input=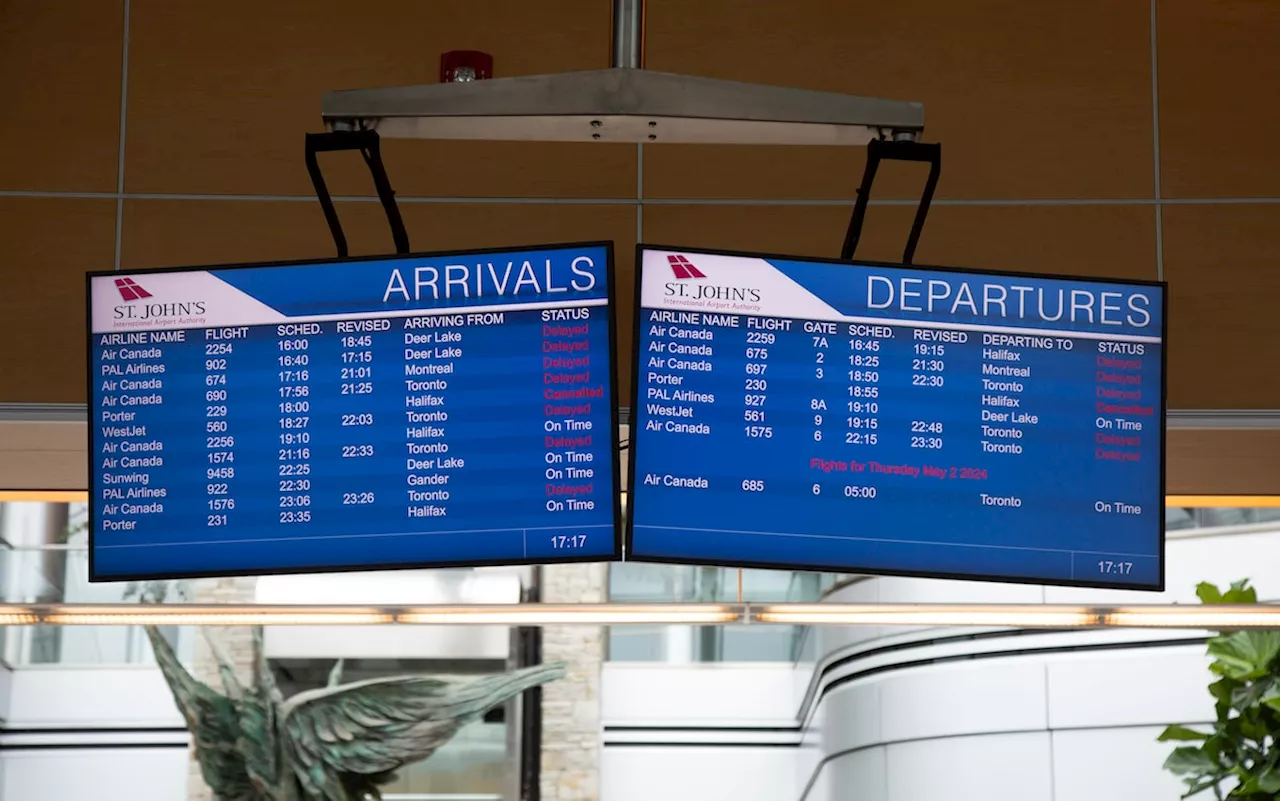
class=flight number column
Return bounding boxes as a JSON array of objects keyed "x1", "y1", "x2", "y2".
[
  {"x1": 739, "y1": 317, "x2": 794, "y2": 493},
  {"x1": 202, "y1": 326, "x2": 248, "y2": 528},
  {"x1": 271, "y1": 322, "x2": 314, "y2": 526}
]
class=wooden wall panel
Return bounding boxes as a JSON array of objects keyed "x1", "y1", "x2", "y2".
[
  {"x1": 1165, "y1": 430, "x2": 1280, "y2": 495},
  {"x1": 125, "y1": 0, "x2": 636, "y2": 197},
  {"x1": 645, "y1": 0, "x2": 1157, "y2": 198},
  {"x1": 1157, "y1": 0, "x2": 1280, "y2": 197},
  {"x1": 644, "y1": 205, "x2": 1156, "y2": 280},
  {"x1": 0, "y1": 0, "x2": 124, "y2": 192},
  {"x1": 1164, "y1": 205, "x2": 1280, "y2": 409},
  {"x1": 122, "y1": 200, "x2": 636, "y2": 398},
  {"x1": 0, "y1": 197, "x2": 115, "y2": 403}
]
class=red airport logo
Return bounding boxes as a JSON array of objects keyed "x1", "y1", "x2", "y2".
[
  {"x1": 667, "y1": 256, "x2": 707, "y2": 280},
  {"x1": 115, "y1": 278, "x2": 151, "y2": 301}
]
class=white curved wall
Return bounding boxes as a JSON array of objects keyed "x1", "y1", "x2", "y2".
[{"x1": 796, "y1": 527, "x2": 1280, "y2": 801}]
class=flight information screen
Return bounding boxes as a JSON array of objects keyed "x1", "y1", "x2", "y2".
[
  {"x1": 88, "y1": 243, "x2": 621, "y2": 581},
  {"x1": 627, "y1": 247, "x2": 1165, "y2": 589}
]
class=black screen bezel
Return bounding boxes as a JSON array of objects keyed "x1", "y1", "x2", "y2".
[{"x1": 623, "y1": 243, "x2": 1169, "y2": 592}]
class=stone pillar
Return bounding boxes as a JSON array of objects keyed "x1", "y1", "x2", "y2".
[
  {"x1": 541, "y1": 563, "x2": 608, "y2": 801},
  {"x1": 187, "y1": 577, "x2": 257, "y2": 801}
]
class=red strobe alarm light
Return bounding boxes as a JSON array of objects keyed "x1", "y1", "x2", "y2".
[{"x1": 440, "y1": 50, "x2": 493, "y2": 83}]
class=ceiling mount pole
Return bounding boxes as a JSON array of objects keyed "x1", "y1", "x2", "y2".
[{"x1": 613, "y1": 0, "x2": 644, "y2": 69}]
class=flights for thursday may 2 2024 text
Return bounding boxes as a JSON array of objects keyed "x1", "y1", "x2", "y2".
[
  {"x1": 631, "y1": 250, "x2": 1164, "y2": 585},
  {"x1": 91, "y1": 247, "x2": 614, "y2": 576}
]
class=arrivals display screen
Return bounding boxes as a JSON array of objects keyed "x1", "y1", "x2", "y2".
[
  {"x1": 627, "y1": 247, "x2": 1165, "y2": 590},
  {"x1": 87, "y1": 243, "x2": 621, "y2": 581}
]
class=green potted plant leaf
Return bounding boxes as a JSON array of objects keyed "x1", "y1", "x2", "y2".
[{"x1": 1160, "y1": 578, "x2": 1280, "y2": 801}]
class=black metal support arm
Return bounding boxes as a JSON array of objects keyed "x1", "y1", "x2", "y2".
[
  {"x1": 306, "y1": 131, "x2": 410, "y2": 258},
  {"x1": 840, "y1": 139, "x2": 942, "y2": 264}
]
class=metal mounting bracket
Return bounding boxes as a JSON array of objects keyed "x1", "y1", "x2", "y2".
[
  {"x1": 840, "y1": 139, "x2": 942, "y2": 264},
  {"x1": 306, "y1": 131, "x2": 410, "y2": 258}
]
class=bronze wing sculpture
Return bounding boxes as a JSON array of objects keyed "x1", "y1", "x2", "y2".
[{"x1": 146, "y1": 627, "x2": 564, "y2": 801}]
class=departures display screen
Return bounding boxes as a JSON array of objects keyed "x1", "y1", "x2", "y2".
[
  {"x1": 627, "y1": 246, "x2": 1165, "y2": 590},
  {"x1": 87, "y1": 243, "x2": 621, "y2": 581}
]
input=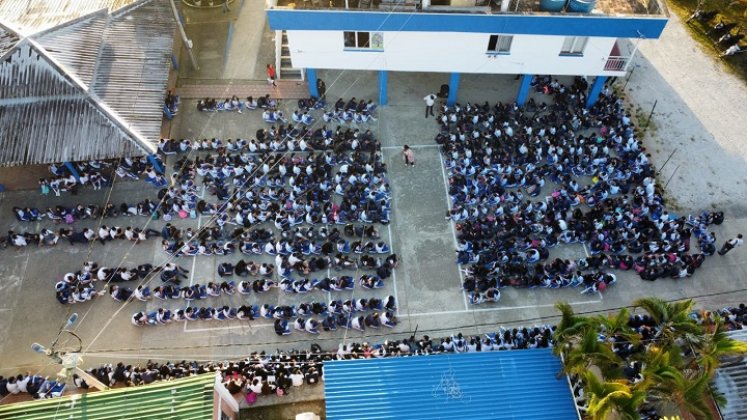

━━━━━━━━━━━━━━━━━━━━

> **Directions**
Switch each occurrence of "display screen" in the material above to "monitor", and reproduce the material with nothing else altered. Omit the pictures.

> **Output below**
input=
class=flight number column
Return bounding boxes as a JSON array of objects keyed "x1", "y1", "x2", "y2".
[
  {"x1": 739, "y1": 317, "x2": 794, "y2": 493},
  {"x1": 202, "y1": 326, "x2": 248, "y2": 528},
  {"x1": 271, "y1": 322, "x2": 314, "y2": 526}
]
class=wooden wall panel
Return bounding boxes as a JSON array of objects keyed "x1", "y1", "x2", "y2".
[
  {"x1": 1165, "y1": 430, "x2": 1280, "y2": 495},
  {"x1": 125, "y1": 0, "x2": 636, "y2": 197},
  {"x1": 645, "y1": 0, "x2": 1157, "y2": 198},
  {"x1": 1157, "y1": 0, "x2": 1280, "y2": 197},
  {"x1": 644, "y1": 205, "x2": 1156, "y2": 280},
  {"x1": 0, "y1": 0, "x2": 124, "y2": 192},
  {"x1": 1164, "y1": 205, "x2": 1280, "y2": 409},
  {"x1": 122, "y1": 200, "x2": 636, "y2": 398},
  {"x1": 0, "y1": 197, "x2": 115, "y2": 403}
]
class=red airport logo
Return bounding boxes as a JSON array of objects keyed "x1", "y1", "x2", "y2".
[
  {"x1": 667, "y1": 256, "x2": 707, "y2": 280},
  {"x1": 115, "y1": 278, "x2": 151, "y2": 301}
]
class=white curved wall
Return bounding boxes as a JSON array of objects keyed "x1", "y1", "x2", "y2".
[{"x1": 796, "y1": 527, "x2": 1280, "y2": 801}]
class=flight information screen
Return bounding boxes as a JSON array of objects keyed "x1", "y1", "x2", "y2".
[
  {"x1": 88, "y1": 243, "x2": 621, "y2": 581},
  {"x1": 627, "y1": 247, "x2": 1165, "y2": 589}
]
class=black screen bezel
Return bounding boxes as a JSON array of objects keyed "x1", "y1", "x2", "y2".
[{"x1": 623, "y1": 243, "x2": 1169, "y2": 592}]
class=stone pillar
Return bounding boxes as a JSON array of objects keyed "x1", "y1", "x2", "y2".
[
  {"x1": 541, "y1": 563, "x2": 608, "y2": 801},
  {"x1": 187, "y1": 577, "x2": 257, "y2": 801}
]
class=red strobe alarm light
Return bounding boxes as a JSON array of objects keyed "x1", "y1", "x2", "y2".
[{"x1": 440, "y1": 50, "x2": 493, "y2": 83}]
class=ceiling mount pole
Return bounding boxes as a JSON array of objects keyed "x1", "y1", "x2", "y2".
[{"x1": 613, "y1": 0, "x2": 644, "y2": 69}]
class=flights for thursday may 2 2024 text
Return bounding boxes as a JSON array of objects keyed "x1", "y1", "x2", "y2".
[
  {"x1": 631, "y1": 250, "x2": 1164, "y2": 585},
  {"x1": 91, "y1": 247, "x2": 614, "y2": 576}
]
class=arrivals monitor
Return bounding boxes as a JSON array of objects keyed "x1", "y1", "x2", "y2".
[
  {"x1": 627, "y1": 247, "x2": 1165, "y2": 590},
  {"x1": 87, "y1": 243, "x2": 621, "y2": 581}
]
class=green potted plant leaf
Return bounding boxes as a JSON array of objects keyed "x1", "y1", "x2", "y2".
[{"x1": 1160, "y1": 578, "x2": 1280, "y2": 801}]
class=black metal support arm
Return bounding boxes as a JSON array of objects keyed "x1", "y1", "x2", "y2".
[
  {"x1": 306, "y1": 131, "x2": 410, "y2": 258},
  {"x1": 840, "y1": 139, "x2": 942, "y2": 264}
]
class=metal mounting bracket
Return bounding boxes as a JSON array of objects keyed "x1", "y1", "x2", "y2".
[
  {"x1": 840, "y1": 139, "x2": 942, "y2": 264},
  {"x1": 306, "y1": 131, "x2": 410, "y2": 258}
]
class=bronze wing sculpture
Return bounding boxes as a JSON array of objects keyed "x1", "y1", "x2", "y2".
[{"x1": 146, "y1": 627, "x2": 564, "y2": 801}]
class=departures monitor
Return bounding boxes as a JSON array of objects keyed "x1", "y1", "x2", "y2".
[
  {"x1": 627, "y1": 246, "x2": 1165, "y2": 590},
  {"x1": 87, "y1": 243, "x2": 621, "y2": 581}
]
input=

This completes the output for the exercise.